> _WHAT IS BEING ASKED_: Please retype the records below exactly as they stand.

> _INFORMATION SHOWN_:
━━━

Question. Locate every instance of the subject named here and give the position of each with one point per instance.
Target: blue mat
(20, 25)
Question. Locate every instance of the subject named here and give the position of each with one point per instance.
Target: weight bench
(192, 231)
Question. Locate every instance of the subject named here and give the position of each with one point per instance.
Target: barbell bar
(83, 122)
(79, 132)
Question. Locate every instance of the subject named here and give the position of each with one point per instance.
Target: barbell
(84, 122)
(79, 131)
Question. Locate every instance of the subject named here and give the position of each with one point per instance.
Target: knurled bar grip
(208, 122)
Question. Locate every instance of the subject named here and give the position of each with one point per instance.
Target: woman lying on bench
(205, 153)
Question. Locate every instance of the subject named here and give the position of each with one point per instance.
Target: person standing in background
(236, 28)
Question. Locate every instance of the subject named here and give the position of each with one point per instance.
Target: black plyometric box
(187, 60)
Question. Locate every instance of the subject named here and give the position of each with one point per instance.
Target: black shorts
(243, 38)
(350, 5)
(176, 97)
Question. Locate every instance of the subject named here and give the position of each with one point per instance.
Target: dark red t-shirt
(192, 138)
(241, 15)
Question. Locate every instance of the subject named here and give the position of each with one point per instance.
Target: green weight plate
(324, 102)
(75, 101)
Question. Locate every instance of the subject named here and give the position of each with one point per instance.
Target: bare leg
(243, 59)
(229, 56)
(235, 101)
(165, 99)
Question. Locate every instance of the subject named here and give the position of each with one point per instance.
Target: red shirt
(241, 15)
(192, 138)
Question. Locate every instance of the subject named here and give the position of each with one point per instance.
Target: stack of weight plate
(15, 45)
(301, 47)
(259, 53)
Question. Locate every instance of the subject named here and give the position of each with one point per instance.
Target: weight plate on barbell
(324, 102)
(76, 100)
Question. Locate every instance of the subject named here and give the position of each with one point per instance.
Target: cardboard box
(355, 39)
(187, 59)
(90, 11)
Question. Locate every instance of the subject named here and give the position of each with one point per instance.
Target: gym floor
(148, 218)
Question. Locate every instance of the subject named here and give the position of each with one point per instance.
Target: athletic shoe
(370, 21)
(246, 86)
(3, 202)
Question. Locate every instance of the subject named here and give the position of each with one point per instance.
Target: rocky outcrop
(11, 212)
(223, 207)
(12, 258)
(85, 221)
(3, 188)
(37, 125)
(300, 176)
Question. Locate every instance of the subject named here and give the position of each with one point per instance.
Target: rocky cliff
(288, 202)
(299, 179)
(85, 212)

━━━

> _ANSWER TO THE PROBLEM_:
Question. Locate every instance of the subject named here and give the position of each with one point per instance.
Target: blue mat
(20, 25)
Question. Locate every instance of the subject named here and give the position of each with one point per instance.
Target: weight bench
(192, 231)
Question. Locate every instance of the subject named here and give the position of each with one point per instance.
Target: barbell bar
(83, 122)
(79, 132)
Question. Locate every instance of the subject named here and give the position of each with one point per instance.
Target: barbell
(84, 122)
(79, 131)
Question. Locate every instance of the subject named here and give the position of each with one point per instance.
Target: knurled bar grip
(208, 122)
Question. Locate every instance of the subject named here and give the position of each with one point per instance.
Target: woman lying on bench
(205, 153)
Question. Locate every instance of the subject named here and give the position of each with one point per instance.
Target: person standing in background
(236, 28)
Question. Locate every instance of the subject named here and give the position of each with one point per instance.
Target: black plyometric box
(187, 60)
Question. Locate every instance of the subject named here and give the position of each with one point per instance.
Target: black shorts
(243, 38)
(350, 5)
(176, 97)
Question. Locate every instance of the subject named here and give the position of each with one point per instance.
Target: dark red t-shirt
(192, 138)
(241, 15)
Question. Locate every instance of the subject named here and give the position of each with one point per instance.
Target: green weight plate
(324, 102)
(75, 101)
Question. Locate every instance of the subject named here and give the position of each with one point per instance.
Target: bare leg
(243, 59)
(229, 56)
(235, 101)
(165, 99)
Question. Locate every instance of the subject named here and give the position of each with one point per instance.
Target: red shirt
(241, 15)
(192, 138)
Question. Locate every instance of the subject named here and give the position of each with one point per instance.
Target: stack of weight plate
(15, 45)
(301, 47)
(259, 53)
Question. Locate every instance of the subject named here and give the position of each with one point per instance.
Target: weight plate on barbell
(324, 102)
(76, 100)
Question. Locate every instance of the subject named here and give the position of each with one point per instance.
Target: cardboard box
(355, 39)
(187, 59)
(90, 11)
Question. Locate every instance of the subject named here and give the position of each with one point per instance.
Target: gym floor
(148, 218)
Question. Locate every instance of the subject named here and give the position of each with one point per instance.
Target: athletic shoe
(370, 21)
(246, 86)
(3, 202)
Question. Locate every instance of the subject named here and give the position of each with one point per instance.
Target: rocky outcrop
(11, 212)
(223, 207)
(12, 258)
(85, 221)
(3, 188)
(37, 125)
(300, 176)
Question. Locate every instance of the subject named here and give the position of each with one point per instance.
Target: rocky cliff
(288, 202)
(299, 179)
(85, 212)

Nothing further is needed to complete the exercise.